● A run of records
+---+
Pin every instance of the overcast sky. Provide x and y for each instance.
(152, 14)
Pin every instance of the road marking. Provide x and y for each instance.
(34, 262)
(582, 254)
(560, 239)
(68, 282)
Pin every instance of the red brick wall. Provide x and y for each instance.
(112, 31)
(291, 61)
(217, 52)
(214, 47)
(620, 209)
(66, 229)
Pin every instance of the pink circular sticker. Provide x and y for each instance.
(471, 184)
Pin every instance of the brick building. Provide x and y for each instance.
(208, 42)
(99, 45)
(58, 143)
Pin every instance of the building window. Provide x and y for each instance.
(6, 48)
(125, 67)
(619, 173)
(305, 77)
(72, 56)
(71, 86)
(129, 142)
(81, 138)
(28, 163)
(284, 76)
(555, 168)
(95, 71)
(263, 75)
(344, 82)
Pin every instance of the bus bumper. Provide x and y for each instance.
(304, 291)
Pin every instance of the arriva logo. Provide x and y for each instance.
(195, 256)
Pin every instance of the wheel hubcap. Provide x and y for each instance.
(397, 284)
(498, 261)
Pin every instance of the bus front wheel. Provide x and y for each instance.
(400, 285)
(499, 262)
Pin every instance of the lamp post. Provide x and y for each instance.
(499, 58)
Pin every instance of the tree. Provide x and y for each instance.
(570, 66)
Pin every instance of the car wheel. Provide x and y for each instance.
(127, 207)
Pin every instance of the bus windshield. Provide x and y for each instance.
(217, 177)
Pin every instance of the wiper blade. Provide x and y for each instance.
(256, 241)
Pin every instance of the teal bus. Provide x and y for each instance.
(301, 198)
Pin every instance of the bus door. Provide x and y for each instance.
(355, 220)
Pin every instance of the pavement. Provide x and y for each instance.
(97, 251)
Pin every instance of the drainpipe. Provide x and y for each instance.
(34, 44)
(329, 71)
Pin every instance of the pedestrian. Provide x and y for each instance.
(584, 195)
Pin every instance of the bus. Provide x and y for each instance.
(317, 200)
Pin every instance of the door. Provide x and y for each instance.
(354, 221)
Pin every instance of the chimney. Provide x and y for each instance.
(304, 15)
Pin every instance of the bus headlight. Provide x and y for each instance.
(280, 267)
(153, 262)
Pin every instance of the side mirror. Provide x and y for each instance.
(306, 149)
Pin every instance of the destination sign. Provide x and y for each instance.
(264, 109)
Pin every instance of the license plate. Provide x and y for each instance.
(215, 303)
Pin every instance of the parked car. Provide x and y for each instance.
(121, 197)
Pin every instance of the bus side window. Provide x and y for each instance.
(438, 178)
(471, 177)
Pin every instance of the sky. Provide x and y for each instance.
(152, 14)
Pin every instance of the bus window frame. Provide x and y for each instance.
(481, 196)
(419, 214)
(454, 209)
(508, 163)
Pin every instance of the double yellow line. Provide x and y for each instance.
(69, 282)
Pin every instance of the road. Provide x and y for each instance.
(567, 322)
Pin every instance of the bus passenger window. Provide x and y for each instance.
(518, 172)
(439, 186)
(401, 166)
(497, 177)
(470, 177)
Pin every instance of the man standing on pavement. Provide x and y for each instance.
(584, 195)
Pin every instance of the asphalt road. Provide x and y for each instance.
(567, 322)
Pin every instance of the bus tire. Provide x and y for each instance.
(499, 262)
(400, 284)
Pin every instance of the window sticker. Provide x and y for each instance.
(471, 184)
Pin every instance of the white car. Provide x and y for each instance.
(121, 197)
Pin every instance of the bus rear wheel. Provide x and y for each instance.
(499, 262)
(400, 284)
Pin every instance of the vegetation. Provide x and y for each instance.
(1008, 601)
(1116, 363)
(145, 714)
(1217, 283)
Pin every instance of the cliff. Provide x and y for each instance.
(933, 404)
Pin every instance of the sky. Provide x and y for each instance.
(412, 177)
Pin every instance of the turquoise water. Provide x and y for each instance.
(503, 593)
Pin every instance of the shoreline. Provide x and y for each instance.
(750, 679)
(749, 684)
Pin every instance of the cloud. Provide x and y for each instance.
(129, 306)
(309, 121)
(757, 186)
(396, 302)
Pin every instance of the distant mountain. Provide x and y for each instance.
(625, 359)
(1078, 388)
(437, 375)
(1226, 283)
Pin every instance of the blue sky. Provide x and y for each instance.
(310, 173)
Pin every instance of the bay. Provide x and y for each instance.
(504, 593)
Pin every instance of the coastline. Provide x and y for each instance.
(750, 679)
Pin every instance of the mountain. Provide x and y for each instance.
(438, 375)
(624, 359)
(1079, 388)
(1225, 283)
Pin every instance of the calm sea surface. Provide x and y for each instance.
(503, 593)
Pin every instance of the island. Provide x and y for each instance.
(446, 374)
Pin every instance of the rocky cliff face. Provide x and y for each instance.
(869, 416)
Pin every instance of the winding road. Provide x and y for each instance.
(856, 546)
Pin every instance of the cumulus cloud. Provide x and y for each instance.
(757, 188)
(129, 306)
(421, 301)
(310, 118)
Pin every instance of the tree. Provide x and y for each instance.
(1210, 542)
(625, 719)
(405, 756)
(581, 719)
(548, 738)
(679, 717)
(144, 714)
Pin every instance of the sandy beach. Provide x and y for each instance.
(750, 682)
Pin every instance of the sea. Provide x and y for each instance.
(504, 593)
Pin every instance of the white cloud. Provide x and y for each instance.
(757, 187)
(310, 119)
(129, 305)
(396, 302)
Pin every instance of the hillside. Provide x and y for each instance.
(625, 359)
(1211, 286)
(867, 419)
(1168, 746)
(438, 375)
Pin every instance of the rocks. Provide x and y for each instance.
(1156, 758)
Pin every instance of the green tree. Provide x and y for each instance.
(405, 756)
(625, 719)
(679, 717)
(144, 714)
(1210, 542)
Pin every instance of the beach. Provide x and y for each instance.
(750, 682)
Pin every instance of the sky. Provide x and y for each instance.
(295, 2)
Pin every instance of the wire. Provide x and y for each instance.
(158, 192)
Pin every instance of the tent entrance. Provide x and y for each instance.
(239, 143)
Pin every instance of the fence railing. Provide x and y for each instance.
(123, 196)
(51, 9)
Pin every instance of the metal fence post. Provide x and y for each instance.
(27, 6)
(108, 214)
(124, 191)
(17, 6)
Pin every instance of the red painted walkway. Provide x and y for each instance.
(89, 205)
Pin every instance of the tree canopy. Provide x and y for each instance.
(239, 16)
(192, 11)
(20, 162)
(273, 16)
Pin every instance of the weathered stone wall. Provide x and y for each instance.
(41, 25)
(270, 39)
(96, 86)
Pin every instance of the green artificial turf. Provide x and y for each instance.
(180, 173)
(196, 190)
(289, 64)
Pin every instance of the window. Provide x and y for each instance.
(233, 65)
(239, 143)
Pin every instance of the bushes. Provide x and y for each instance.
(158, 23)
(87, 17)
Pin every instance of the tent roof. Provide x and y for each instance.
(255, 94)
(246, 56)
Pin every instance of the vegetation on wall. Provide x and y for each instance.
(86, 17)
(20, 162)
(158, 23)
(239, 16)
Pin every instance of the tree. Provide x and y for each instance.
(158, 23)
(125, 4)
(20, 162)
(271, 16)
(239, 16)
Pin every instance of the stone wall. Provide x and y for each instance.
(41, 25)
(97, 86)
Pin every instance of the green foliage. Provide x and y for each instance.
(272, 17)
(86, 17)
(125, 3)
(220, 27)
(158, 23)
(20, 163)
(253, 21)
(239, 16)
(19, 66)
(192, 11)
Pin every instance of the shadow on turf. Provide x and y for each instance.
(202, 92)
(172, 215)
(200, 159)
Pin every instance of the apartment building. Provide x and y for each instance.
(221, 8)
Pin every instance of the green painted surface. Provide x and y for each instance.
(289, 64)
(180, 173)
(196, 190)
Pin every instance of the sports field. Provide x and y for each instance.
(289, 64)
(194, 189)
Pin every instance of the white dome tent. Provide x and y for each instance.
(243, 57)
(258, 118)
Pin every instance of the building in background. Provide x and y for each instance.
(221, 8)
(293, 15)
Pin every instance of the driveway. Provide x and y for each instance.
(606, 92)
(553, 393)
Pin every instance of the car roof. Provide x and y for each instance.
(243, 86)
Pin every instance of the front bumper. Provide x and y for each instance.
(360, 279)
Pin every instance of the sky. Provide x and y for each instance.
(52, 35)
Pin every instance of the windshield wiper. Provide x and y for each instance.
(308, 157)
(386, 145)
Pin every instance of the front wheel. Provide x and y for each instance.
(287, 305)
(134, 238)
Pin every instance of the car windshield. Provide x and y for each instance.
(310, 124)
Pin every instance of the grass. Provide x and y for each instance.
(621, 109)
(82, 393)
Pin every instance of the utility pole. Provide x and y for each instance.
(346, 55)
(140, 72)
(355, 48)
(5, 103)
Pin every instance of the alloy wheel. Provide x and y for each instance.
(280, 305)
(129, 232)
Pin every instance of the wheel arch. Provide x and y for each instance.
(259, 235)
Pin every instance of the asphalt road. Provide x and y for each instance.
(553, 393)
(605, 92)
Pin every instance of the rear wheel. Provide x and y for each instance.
+---+
● TASK TO CARRY OUT
Give back exactly the lines from the one containing "Pin every instance of the car windshield." to the end of the material, both ends included.

● SOLUTION FOR THIS TASK
Pin every instance of the car windshield. Provide x and y for each instance.
(310, 124)
Pin every instance of the grass. Provide x and y for each instance.
(621, 109)
(82, 393)
Pin every instance of the utility pole. Provide x and y for each instance.
(346, 55)
(140, 72)
(355, 48)
(5, 103)
Pin every instance of the alloy wheel. Provide x and y for each instance.
(280, 305)
(129, 232)
Pin every instance of the wheel arch. Provide x and y for each instance.
(259, 235)
Pin every instance of the asphalt road. Provide x and y for each instance.
(553, 393)
(605, 92)
Pin every instance of the rear wheel. Provide x and y for each instance.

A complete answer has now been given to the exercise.